* **EXERCISE**
Copy out exactly each line from the line with "Kindly point to the orange" through the last line of the material below.

[Stored records]

------------------------------

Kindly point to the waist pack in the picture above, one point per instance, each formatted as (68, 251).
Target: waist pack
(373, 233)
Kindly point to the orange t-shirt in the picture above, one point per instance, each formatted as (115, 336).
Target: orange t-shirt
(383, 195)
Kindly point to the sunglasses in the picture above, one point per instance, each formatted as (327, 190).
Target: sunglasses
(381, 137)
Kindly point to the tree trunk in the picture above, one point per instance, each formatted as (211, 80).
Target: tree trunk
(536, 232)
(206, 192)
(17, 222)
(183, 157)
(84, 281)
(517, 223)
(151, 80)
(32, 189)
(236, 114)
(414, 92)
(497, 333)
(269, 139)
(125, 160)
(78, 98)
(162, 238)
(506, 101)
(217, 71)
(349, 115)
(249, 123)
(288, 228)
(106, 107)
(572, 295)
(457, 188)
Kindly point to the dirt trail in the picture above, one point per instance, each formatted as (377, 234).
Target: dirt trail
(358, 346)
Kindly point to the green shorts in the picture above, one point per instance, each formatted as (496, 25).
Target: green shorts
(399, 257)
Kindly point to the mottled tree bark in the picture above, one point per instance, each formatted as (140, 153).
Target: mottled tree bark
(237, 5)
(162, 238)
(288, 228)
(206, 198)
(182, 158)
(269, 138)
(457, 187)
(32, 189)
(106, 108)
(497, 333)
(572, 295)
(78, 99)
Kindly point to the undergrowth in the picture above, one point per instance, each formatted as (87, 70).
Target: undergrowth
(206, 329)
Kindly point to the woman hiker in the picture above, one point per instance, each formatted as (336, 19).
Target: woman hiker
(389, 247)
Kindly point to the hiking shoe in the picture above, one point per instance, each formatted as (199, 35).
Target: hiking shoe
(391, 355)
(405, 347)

------------------------------

* **EXERCISE SOLUTION**
Kindly point to the orange t-shirt in the picture above, one point per instance, each formatted as (115, 336).
Target: orange t-shirt
(383, 195)
Kindly point to the sunglasses in the picture above, one point per instance, each formatted as (327, 190).
Target: sunglasses
(381, 137)
Kindly point to the tree trunk in the picture above, one point per instance, each formatted as (211, 80).
Target: tree trunk
(536, 232)
(206, 192)
(17, 222)
(183, 157)
(84, 281)
(517, 223)
(151, 80)
(32, 189)
(236, 114)
(414, 92)
(497, 333)
(269, 139)
(125, 160)
(78, 98)
(162, 238)
(506, 101)
(217, 71)
(349, 115)
(249, 123)
(288, 228)
(106, 107)
(572, 295)
(457, 188)
Kindly point to the dirt trail in the picture above, one point per instance, each formatted as (377, 234).
Target: dirt trail
(358, 346)
Kindly point to the green shorts in the picture above, one point per instance, each formatted as (496, 25).
Target: green shorts
(399, 257)
Kindly point to the mottled tree bark in the picture above, one point per instance, each formatted as (140, 153).
Target: mottled tree bark
(237, 5)
(162, 238)
(288, 228)
(206, 198)
(182, 158)
(269, 138)
(457, 187)
(32, 189)
(106, 108)
(497, 333)
(572, 295)
(78, 99)
Kindly point to the undergrowth in the picture above, one point per instance, each formatted as (87, 70).
Target: undergrowth
(206, 329)
Kindly point to the woman hiker in the picture above, one point per instance, each formatted as (336, 19).
Target: woman hiker
(389, 247)
Kindly point to the hiking shoe in the picture above, one point per instance, each formatted as (199, 35).
Target: hiking shoe
(391, 355)
(405, 347)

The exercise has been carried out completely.